Skip to main content

FASTopic

Project description

FASTopic

stars PyPI Downloads LICENSE arXiv Contributors

Petr Korab's blog Topic Modelling in Business Intelligence: FASTopic and BERTopic in Code

[NeurIPS 2024 paper] [Video] [TowardsDataScience Blog] [Huggingface Blog]

FASTopic is a fast, adaptive, stable, and transferable topic model, different from the previous conventional (LDA), VAE-based (ProdLDA, ETM), or clustering-based (Top2Vec, BERTopic) methods. It leverages optimal transport between the document, topic, and word embeddings from pretrained Transformers to model topics and topic distributions of documents.

If you want to use FASTopic, please cite our NeurIPS 2024 paper as

@inproceedings{wu2024fastopic,
    title={FASTopic: Pretrained Transformer is a Fast, Adaptive, Stable, and Transferable Topic Model},
    author={Wu, Xiaobao and Nguyen, Thong Thanh and Zhang, Delvin Ce and Wang, William Yang and Luu, Anh Tuan},
    booktitle={The Thirty-eighth Annual Conference on Neural Information Processing Systems},
    year={2024}
}

https://github.com/user-attachments/assets/42fc1f2a-2dc9-49c0-baf2-97b6fd6aea70

Tutorials

Tutorial Link
A complete tutorial on FASTopic. Open In Colab
FASTopic with other languages. Open In Colab

Installation

Install FASTopic with pip:

pip install fastopic

Otherwise, install FASTopic from the source:

pip install git+https://github.com/bobxwu/FASTopic.git

Quick Start

Discover topics from 20newsgroups with the topic number as 50.

===============

*WORK ORDER A:* On the FASTopic page, what does FASTopic leverage between the document, topic, and word embeddings?
*WORK ORDER B:* Rewrite the FASTopic page, everything from "Petr Korab's blog" down to "distributions of documents.", swapping "embeddings" for "representations".

===============

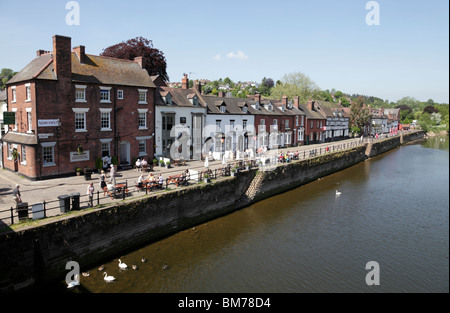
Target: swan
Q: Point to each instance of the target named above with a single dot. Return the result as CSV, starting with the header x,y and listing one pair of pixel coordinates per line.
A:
x,y
108,278
122,265
75,282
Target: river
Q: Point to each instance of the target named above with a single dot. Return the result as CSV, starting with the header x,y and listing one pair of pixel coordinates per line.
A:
x,y
394,209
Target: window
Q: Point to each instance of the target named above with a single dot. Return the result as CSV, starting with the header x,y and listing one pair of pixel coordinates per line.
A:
x,y
80,93
105,119
80,119
105,94
48,153
24,155
142,147
142,118
13,90
142,96
28,92
30,121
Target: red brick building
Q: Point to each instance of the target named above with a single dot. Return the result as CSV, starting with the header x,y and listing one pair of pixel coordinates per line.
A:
x,y
73,108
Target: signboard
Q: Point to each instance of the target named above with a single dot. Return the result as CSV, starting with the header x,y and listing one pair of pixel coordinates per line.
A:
x,y
9,118
48,123
79,157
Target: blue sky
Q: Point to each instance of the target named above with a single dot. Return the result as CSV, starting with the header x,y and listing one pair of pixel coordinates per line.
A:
x,y
329,40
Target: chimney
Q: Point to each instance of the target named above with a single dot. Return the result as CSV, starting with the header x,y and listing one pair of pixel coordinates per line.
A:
x,y
284,101
41,52
141,61
185,82
62,56
296,102
80,51
311,105
198,86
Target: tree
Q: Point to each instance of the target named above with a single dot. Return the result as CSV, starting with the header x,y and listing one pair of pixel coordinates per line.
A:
x,y
5,75
140,47
296,84
359,115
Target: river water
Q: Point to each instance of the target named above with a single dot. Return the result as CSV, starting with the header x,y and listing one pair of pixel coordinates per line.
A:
x,y
394,209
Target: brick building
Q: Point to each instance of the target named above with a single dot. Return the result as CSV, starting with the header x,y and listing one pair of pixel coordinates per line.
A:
x,y
72,108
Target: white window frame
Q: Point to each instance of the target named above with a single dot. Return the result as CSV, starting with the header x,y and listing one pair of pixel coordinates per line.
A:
x,y
144,93
80,111
14,94
52,146
78,89
28,92
108,112
144,112
108,89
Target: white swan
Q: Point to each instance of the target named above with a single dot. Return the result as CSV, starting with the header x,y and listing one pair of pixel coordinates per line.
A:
x,y
75,282
108,278
122,265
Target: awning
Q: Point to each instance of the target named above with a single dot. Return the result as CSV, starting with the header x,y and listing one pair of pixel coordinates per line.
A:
x,y
21,138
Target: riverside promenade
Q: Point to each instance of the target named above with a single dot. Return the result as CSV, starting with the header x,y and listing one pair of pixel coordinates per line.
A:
x,y
48,190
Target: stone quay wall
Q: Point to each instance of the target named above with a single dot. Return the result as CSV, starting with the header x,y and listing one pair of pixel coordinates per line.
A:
x,y
39,254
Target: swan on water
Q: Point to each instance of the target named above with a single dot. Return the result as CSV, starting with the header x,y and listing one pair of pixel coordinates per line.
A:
x,y
122,265
108,278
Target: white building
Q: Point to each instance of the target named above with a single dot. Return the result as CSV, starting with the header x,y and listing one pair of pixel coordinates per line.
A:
x,y
229,127
179,120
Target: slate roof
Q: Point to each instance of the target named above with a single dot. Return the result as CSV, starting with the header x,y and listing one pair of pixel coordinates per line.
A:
x,y
180,96
96,70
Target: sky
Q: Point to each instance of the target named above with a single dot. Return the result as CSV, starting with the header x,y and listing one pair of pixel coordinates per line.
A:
x,y
387,48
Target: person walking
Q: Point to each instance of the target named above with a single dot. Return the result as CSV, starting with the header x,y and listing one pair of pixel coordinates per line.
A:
x,y
112,175
16,195
90,193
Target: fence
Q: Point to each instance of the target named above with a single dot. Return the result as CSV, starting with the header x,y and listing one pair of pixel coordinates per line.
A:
x,y
79,202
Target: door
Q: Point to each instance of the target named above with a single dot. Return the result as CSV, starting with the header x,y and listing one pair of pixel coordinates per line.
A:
x,y
124,153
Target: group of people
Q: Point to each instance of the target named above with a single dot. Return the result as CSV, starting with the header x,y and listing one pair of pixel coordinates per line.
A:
x,y
140,164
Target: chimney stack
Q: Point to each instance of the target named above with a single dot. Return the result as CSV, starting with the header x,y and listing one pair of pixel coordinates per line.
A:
x,y
284,100
185,82
62,56
311,105
296,102
80,51
141,61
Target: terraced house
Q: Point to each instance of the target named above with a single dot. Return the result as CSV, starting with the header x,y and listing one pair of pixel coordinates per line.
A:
x,y
72,108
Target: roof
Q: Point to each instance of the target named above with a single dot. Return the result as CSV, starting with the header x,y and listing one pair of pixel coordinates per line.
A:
x,y
180,96
95,70
24,139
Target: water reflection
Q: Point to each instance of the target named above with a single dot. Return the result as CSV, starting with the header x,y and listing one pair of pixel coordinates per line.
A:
x,y
393,210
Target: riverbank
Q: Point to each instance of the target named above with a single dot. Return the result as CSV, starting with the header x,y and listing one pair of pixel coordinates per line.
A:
x,y
39,254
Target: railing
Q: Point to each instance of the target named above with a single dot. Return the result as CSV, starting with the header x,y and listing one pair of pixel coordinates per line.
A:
x,y
80,202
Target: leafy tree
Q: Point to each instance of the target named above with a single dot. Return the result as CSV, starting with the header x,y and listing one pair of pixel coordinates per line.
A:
x,y
156,62
359,115
5,75
296,84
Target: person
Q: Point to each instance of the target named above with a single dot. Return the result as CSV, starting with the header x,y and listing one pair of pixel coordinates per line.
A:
x,y
16,195
138,165
102,180
90,193
112,174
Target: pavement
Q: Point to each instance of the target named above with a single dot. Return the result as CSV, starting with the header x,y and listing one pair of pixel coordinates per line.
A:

===============

*RESPONSE BOX A:* Optimal transport.

*RESPONSE BOX B:*
Petr Korab's blog Topic Modelling in Business Intelligence: FASTopic and BERTopic in Code

[NeurIPS 2024 paper] [Video] [TowardsDataScience Blog] [Huggingface Blog]

FASTopic is a fast, adaptive, stable, and transferable topic model, different from the previous conventional (LDA), VAE-based (ProdLDA, ETM), or clustering-based (Top2Vec, BERTopic) methods. It leverages optimal transport between the document, topic, and word representations from pretrained Transformers to model topics and topic distributions of documents.